Written exercise: Reproduce the part of the essay below on re-framing the subaltern that begins at the words "A Time, a Place, Our" and stops after "people as chattel.".

Selected excerpt:
■ ■ ■ ■
A Time, a Place, Our Gaze: Re-framing the Subaltern
Photography provoked a cataclysmic rupture in the representational field of Western imperialism. This is not hyperbole. Most people fail to recognize that the colonial archive left behind by western empires during their violent incursions into the Americas were not merely documentary – a written and printed paper trail. It was also simultaneously, and often dominantly visual. Not a mere mirror on a fixed society, art and visual culture produced and solidified the colonial logic that underpinned slavery’s perverse racial hierarchy and helped to structure a society in which it became normal and legal to buy and sell enslaved African people as chattel.

Fig. 1
Enslaved Africans were not just brutalized by corporal punishment, sexual violence, and psychological terror, they did not have the time, materials, or the cultural capital to create (or even to desire to create) most “high” art forms. Invented after the first quarter of the nineteenth century, photography dramatically challenged the established representational regime by shredding its economic and social norms.


The photographs that Kenneth Scott has assembled in this groundbreaking exhibition are the result of this technological advance that provoked a cataclysmic representational rupture and their power resides in the fact that they represent black individuals and communities through a black photographic lens that refused the mainstreamed white racist vision. Instead, we see loving family congregations (Fig. 1), intimate gatherings, playful moments (Fig. 2), weddings (Fig. 3), happy families, elegant black individuals, couples, and groups poised and shining (Figs. 4 & 5), and precious black children enjoying moments of play. (Fig. 6)
■ ■ ■ ■
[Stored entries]
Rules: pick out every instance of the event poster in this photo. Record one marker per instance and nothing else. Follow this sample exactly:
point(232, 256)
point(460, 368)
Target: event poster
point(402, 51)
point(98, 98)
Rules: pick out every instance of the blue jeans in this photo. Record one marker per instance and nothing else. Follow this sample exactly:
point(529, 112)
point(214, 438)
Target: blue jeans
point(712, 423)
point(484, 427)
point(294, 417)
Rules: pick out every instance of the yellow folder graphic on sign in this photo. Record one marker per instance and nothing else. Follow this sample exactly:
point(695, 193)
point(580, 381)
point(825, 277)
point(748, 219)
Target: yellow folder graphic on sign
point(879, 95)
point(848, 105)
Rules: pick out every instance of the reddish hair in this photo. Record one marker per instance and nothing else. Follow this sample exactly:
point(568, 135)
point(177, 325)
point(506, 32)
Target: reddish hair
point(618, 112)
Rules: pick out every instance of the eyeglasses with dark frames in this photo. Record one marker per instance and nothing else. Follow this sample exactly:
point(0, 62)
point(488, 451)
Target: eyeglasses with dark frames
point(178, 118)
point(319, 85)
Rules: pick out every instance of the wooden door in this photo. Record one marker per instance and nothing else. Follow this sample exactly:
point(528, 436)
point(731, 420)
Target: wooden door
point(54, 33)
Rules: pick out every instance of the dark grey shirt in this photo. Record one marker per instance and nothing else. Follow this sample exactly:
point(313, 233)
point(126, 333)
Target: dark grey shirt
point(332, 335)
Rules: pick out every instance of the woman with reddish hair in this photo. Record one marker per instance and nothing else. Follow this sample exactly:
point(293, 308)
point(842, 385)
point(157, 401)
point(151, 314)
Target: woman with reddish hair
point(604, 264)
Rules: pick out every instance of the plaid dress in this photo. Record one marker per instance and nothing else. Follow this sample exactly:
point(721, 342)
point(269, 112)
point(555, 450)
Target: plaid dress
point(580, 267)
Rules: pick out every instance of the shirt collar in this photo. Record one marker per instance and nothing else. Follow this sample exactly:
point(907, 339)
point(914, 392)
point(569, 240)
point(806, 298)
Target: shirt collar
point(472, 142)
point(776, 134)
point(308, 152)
■ ■ ■ ■
Response to the exercise:
A Time, a Place, Our Gaze: Re-framing the Subaltern
Photography provoked a cataclysmic rupture in the representational field of Western imperialism. This is not hyperbole. Most people fail to recognize that the colonial archive left behind by western empires during their violent incursions into the Americas were not merely documentary – a written and printed paper trail. It was also simultaneously, and often dominantly visual. Not a mere mirror on a fixed society, art and visual culture produced and solidified the colonial logic that underpinned slavery’s perverse racial hierarchy and helped to structure a society in which it became normal and legal to buy and sell enslaved African people as chattel.